STATED GOAL:
Swap "potted plant" for "houseplant" and write out the items again, everything from the line containing "Can you see the vertical" down to the line containing "pixel 15 201", with nothing else changed.

-- Begin RECORDS PROVIDED --

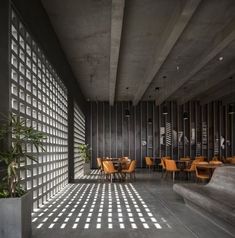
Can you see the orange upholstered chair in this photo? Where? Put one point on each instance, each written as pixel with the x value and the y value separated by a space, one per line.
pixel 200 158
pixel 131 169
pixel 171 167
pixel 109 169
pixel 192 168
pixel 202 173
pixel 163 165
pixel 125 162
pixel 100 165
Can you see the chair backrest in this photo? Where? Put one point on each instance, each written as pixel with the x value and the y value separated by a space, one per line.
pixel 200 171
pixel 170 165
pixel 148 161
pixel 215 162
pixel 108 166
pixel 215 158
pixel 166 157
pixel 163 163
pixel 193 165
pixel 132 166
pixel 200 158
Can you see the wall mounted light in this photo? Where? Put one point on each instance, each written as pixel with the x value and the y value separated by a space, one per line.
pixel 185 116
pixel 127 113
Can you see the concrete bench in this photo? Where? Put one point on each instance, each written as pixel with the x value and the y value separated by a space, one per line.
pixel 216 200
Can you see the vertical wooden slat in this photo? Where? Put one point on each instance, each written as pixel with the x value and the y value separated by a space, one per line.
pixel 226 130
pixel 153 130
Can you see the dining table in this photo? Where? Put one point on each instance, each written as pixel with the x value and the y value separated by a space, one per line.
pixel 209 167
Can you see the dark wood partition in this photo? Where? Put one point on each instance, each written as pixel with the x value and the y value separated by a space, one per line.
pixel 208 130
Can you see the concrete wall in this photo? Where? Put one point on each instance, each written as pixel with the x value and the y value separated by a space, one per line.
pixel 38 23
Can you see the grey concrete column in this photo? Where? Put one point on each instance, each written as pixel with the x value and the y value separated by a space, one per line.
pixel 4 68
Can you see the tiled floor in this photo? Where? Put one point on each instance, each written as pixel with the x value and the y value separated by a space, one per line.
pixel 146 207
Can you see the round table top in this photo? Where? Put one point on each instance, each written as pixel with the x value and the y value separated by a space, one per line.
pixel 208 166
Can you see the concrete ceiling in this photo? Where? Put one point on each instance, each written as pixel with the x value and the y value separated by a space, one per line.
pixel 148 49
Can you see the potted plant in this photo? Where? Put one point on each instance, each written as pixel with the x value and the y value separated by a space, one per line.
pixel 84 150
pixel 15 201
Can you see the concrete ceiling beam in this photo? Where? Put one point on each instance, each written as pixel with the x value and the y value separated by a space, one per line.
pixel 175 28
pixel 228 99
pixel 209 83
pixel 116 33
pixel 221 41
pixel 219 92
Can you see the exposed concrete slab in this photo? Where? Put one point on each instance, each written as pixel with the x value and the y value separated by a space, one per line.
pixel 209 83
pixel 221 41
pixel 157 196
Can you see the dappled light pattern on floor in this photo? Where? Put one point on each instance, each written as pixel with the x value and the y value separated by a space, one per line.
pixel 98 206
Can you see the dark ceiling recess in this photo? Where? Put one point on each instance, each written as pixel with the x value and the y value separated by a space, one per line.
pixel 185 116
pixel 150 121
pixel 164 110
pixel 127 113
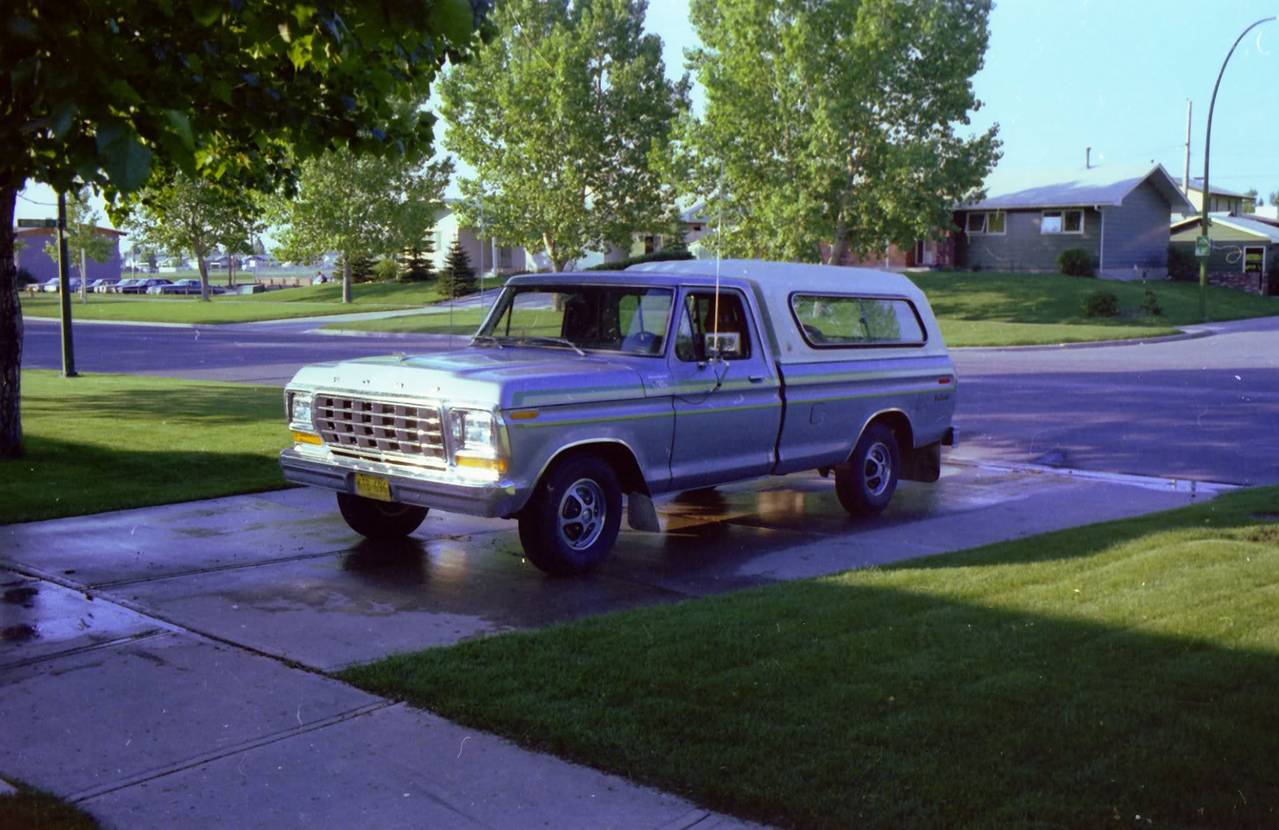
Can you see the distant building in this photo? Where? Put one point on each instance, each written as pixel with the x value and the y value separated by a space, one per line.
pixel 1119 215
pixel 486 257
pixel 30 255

-- End RECORDS PROVIDED --
-- Begin RECORDS PROVIDED --

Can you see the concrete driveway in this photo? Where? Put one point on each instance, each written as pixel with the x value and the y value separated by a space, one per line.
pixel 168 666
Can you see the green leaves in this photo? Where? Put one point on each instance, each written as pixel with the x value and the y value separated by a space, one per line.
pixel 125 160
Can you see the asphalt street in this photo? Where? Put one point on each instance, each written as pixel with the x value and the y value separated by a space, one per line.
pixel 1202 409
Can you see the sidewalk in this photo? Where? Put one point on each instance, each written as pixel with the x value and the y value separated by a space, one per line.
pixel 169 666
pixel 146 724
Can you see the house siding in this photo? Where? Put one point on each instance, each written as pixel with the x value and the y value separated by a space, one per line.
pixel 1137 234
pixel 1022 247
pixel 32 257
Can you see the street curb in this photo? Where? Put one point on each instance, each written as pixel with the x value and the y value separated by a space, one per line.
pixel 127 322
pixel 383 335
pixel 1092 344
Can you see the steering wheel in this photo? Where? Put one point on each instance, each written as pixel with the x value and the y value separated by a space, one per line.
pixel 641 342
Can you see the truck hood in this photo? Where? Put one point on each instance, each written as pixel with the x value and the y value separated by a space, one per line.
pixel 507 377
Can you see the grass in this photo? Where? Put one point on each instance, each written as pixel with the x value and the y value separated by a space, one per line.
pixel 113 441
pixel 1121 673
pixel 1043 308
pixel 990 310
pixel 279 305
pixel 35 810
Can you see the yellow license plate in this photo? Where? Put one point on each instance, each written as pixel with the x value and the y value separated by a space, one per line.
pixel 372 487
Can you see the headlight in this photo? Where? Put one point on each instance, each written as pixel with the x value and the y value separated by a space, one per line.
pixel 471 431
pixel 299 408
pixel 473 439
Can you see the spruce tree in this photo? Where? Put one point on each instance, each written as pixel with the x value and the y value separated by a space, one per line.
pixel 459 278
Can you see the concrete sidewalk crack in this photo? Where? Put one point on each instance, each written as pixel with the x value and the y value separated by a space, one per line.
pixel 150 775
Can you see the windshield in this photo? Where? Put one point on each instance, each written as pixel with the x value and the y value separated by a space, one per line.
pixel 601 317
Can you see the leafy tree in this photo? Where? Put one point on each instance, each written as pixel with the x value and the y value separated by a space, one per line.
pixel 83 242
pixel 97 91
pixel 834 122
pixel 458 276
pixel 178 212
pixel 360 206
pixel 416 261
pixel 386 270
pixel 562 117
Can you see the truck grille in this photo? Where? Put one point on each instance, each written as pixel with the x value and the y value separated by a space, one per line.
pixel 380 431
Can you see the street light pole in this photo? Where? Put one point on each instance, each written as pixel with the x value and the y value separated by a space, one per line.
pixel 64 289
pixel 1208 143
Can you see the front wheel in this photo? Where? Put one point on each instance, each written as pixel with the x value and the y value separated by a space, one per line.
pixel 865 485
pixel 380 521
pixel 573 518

-- End RECORDS PROVIDED --

FULL OUTPUT:
Can you see the vertical wooden slat in this photo? Where? Put one point on each instance, each written as pixel with the x value and the y value separated by a space, one per line.
pixel 226 130
pixel 153 130
Can you see the dining table in this photo? Where? Put one point on each instance, each written as pixel with the x value and the y value separated by a space, one per line.
pixel 209 167
Can you see the dark wood partition in this photo? Where? Put one point on each instance, each written as pixel with the x value and the y value separated by a space, one per line.
pixel 208 130
Can you see the concrete wall in this photo? Where? Put one point on each instance, each written as pixel with the x value and the y value separated by a space, one per line.
pixel 38 23
Can you see the grey concrete column in this photo? Where? Put one point on each instance, each written as pixel with the x value and the y value separated by a space, one per line.
pixel 4 68
Can you see the tiled floor in this photo? Where? Put one point on each instance, each written as pixel with the x value and the y value separated by a space, one per line.
pixel 146 207
Can you see the round table top in this photo? Where? Put one point on each instance, each written as pixel with the x value and the y value separated by a space, one per line.
pixel 208 166
Can you see the concrete ceiling in this photo? Where? Put one point on each instance, each written as pixel with the x value and the y value separated by a space, one per line.
pixel 148 49
Can you see the houseplant in this photo? Where? Put one point on each instance, each written as pixel with the x value and the y value separated by a space, one per line.
pixel 84 150
pixel 15 201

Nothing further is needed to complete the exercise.